WHAT TO WORK ON:
Could you reproduce the lines below with every "one marker per instance" changed to "a single marker for each instance" and nothing else altered, leaving the pictures out?

=== RECORDS TO PROCESS ===

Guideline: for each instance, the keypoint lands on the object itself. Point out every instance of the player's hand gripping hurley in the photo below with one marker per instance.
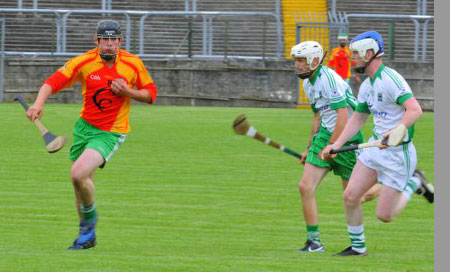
(394, 138)
(242, 127)
(53, 143)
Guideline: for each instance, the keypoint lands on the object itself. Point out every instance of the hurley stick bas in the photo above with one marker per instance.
(53, 143)
(242, 127)
(393, 139)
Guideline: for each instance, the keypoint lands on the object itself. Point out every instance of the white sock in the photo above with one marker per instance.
(411, 187)
(357, 238)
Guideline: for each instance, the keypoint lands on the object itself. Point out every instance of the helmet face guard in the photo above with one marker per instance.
(108, 29)
(309, 50)
(370, 40)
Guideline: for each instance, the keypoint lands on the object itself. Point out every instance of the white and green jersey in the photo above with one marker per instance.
(327, 91)
(383, 96)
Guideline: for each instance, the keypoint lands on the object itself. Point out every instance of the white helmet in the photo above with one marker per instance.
(309, 50)
(370, 40)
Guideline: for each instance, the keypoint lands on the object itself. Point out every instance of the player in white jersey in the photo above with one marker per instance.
(388, 97)
(332, 103)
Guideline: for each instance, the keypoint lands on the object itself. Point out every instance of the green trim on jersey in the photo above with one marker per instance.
(377, 74)
(394, 78)
(402, 99)
(330, 78)
(315, 76)
(341, 104)
(410, 133)
(351, 100)
(363, 108)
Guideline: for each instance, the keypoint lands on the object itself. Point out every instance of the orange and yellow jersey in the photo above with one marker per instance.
(341, 61)
(101, 107)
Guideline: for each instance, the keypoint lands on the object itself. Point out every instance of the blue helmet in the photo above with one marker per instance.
(366, 41)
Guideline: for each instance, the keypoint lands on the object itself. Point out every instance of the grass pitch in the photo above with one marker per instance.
(184, 193)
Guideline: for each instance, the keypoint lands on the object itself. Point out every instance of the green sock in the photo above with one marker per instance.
(88, 213)
(313, 233)
(357, 238)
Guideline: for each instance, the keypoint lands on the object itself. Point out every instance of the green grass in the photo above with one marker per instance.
(184, 193)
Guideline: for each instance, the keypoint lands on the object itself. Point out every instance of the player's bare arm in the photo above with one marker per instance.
(341, 121)
(412, 112)
(314, 128)
(36, 111)
(120, 87)
(354, 124)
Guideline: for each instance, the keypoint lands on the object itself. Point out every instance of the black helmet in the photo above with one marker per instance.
(108, 28)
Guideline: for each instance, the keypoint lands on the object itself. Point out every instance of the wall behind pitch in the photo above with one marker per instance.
(231, 82)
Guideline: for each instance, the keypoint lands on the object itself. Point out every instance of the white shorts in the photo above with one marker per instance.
(394, 165)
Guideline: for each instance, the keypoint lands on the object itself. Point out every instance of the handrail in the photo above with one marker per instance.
(2, 58)
(57, 13)
(414, 18)
(206, 15)
(63, 14)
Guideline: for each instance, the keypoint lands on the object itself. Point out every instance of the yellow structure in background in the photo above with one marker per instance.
(294, 11)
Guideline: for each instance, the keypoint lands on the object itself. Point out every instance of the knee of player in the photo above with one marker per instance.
(306, 187)
(385, 217)
(77, 175)
(350, 198)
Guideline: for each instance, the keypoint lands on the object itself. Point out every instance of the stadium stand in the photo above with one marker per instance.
(404, 29)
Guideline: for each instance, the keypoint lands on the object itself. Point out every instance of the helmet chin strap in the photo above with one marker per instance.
(306, 75)
(107, 56)
(362, 69)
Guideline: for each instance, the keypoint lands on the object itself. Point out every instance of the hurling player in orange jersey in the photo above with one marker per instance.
(341, 59)
(110, 78)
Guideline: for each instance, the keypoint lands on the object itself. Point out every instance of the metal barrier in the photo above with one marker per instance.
(414, 18)
(106, 4)
(343, 18)
(208, 24)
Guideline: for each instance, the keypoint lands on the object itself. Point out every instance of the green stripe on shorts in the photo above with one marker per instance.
(87, 136)
(342, 165)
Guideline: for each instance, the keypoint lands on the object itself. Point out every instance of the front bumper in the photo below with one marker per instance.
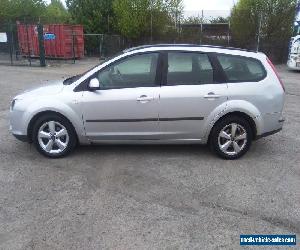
(17, 125)
(268, 133)
(23, 138)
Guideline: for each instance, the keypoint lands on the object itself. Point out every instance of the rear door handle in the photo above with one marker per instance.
(144, 99)
(212, 95)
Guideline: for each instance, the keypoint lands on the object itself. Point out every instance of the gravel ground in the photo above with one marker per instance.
(145, 197)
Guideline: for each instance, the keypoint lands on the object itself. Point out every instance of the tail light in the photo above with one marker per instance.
(276, 73)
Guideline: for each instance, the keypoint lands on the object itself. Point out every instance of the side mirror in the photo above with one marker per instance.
(94, 84)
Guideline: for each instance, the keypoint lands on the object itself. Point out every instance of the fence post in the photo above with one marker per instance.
(41, 45)
(10, 42)
(201, 27)
(73, 46)
(28, 44)
(259, 31)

===

OUTPUT BELOW:
Guideline: for each instance, the keypoint lands on the object itself. Point out every instance of the player's hand gripping hurley in the photo below with a single marker for each instance.
(394, 138)
(242, 127)
(53, 143)
Guideline: for each instance, the keypoint lands on the object itself. Point out every instance of the hurley stick bas in the photo above with a single marker for each instance.
(53, 143)
(242, 127)
(393, 139)
Guideline: for each instance, the keypoint lands on the object itself. Point out every instance of the white sock in the photo above with a single marker for each instance.
(411, 187)
(357, 238)
Guideline: for each instance, the keypoint lands on the object itself. Point out every instance of the helmet face guard in the photo above with a single marker for each instance.
(108, 29)
(309, 50)
(370, 40)
Guideline: for each instance, the keypoint lands on the object itself. Point out every instance of the white and green jersey in the photo above with a single marker for each instance.
(327, 91)
(383, 96)
Guideline: for each instance, the keypoint lands on the object itself. Point out every instance of the white helmet in the photo above with a single marker for each instance.
(309, 50)
(370, 40)
Guideline: for each instance, the keypoint lands on the object itself. Point out every instance of the player in white jersey in the photo above with a single marker for each instance.
(388, 97)
(332, 103)
Guideline: for each instance, the keypoint lands on the object itself. Point out every instance of the green trim on jersey in the photo above with a single marker for each instance.
(377, 74)
(394, 78)
(402, 99)
(330, 78)
(315, 76)
(341, 104)
(410, 133)
(351, 100)
(363, 108)
Guideline: for each instance, the keypoint lands on the object itself. Point out every instance of the orange and yellow jersey in the photo above with a single marker for each instance.
(341, 61)
(101, 107)
Guideline: for each instance, the keypoint lands on the object itself. Point out every instance of the blue helmet in the photo above with a single marker for each instance.
(366, 41)
Guideline: for each instance, the keypoint lands on the object itself. Point out every instance of the grass pitch in the photo above with a single marker for each instance.
(184, 193)
Guideline: for each instance, the keypoint lands on the object itself. Point out every instance of the green sock in the photo above with a single marker for each instance.
(88, 213)
(313, 233)
(357, 238)
Guideline: for each instance, the keypoint lands on the object itself. Point out every instance of the green grass in the photo above with a single marker for each instance.
(184, 193)
Guideline: for each instance, the keypoint lands on the object itself. Point out every instance of the player's bare arm in the photo above with a single marker for each instance.
(341, 121)
(412, 112)
(314, 128)
(36, 111)
(120, 87)
(354, 124)
Guideline: for each instance, the keypoint lands on the object itself. Point out every instance of the black helmet in the photo above with a single marker for each instance.
(108, 28)
Guideline: for each instance, the keypoint lands on the object itself. Point out every instance of the wall behind pitch in the photo above with a single marker for each instance.
(231, 82)
Guideline: for each instance, the keypoint lands on the object itself. Point out every instance of the white shorts in the photo above with a single marker for each instance.
(394, 165)
Guideline: for each instance, the keypoint lands on the object itself. Point out every instance of the handrail in the photo above with a single marker for each instance.
(2, 58)
(57, 13)
(414, 18)
(206, 15)
(63, 14)
Guideline: for each instance, the keypoint lands on the object itself. Point out every instance of the yellow structure in background in the photo above with a single marker for each instance.
(294, 11)
Guideline: for each instance, the keypoint lands on the object itself. Point out every instance of the knee of player in the photo above with a single marker for each instance.
(306, 187)
(385, 217)
(77, 175)
(350, 198)
Guideline: for each instance, the keypoint lands on the object itself. Point out every instance of the stadium stand in the photo above with a single marker for each instance.
(404, 29)
Guideline: for each instance, the keypoint lands on the object itself. Point out every instance of the helmet chin strap in the photo above with a single marker for each instance.
(306, 75)
(107, 56)
(362, 69)
Guideline: for each instance, the keypoint lands on the object itself. Point out every instance of the hurling player in orange jersey in the photo above with a single marker for each instance.
(341, 59)
(110, 78)
Guideline: for each instance, the keypoint lands on the object itself. Point out every instance of the metal barrier in the photo above with a single marker for each instance.
(414, 18)
(106, 4)
(343, 18)
(208, 24)
Guideline: for each instance, the keypoint lands on the object itself. Point out every instance of the green stripe on shorts in the photo above with a single marker for each instance.
(87, 136)
(342, 165)
Guideline: for each instance, the keypoint lands on the object itself. Point out every instance of the front bumper in the photo below with a single marker for each instance.
(17, 125)
(268, 133)
(23, 138)
Guideline: for each instance, the keypoint lands on the object itself. Point out every instance of the rear door handle in the photo above with a single marker for each instance.
(144, 99)
(212, 95)
Guideline: for each instance, the keypoint lands on the object itself. Point out every instance of the gravel ground in the photo above with a single marker for each instance.
(145, 197)
Guideline: for each instance, the keypoint lands on the object itself. Point out every instance of the tail light in the photo above with a single marker for each instance.
(276, 73)
Guideline: for each instance, the keypoint lands on the object itself. Point out every instance of the side mirror in the photo above with a single marker for each instance.
(94, 84)
Guideline: for each instance, the keypoint lands on the object itself. Point out every instance of the fence post in the photo above with a single marker for each instance.
(41, 45)
(10, 42)
(201, 27)
(73, 46)
(28, 44)
(259, 31)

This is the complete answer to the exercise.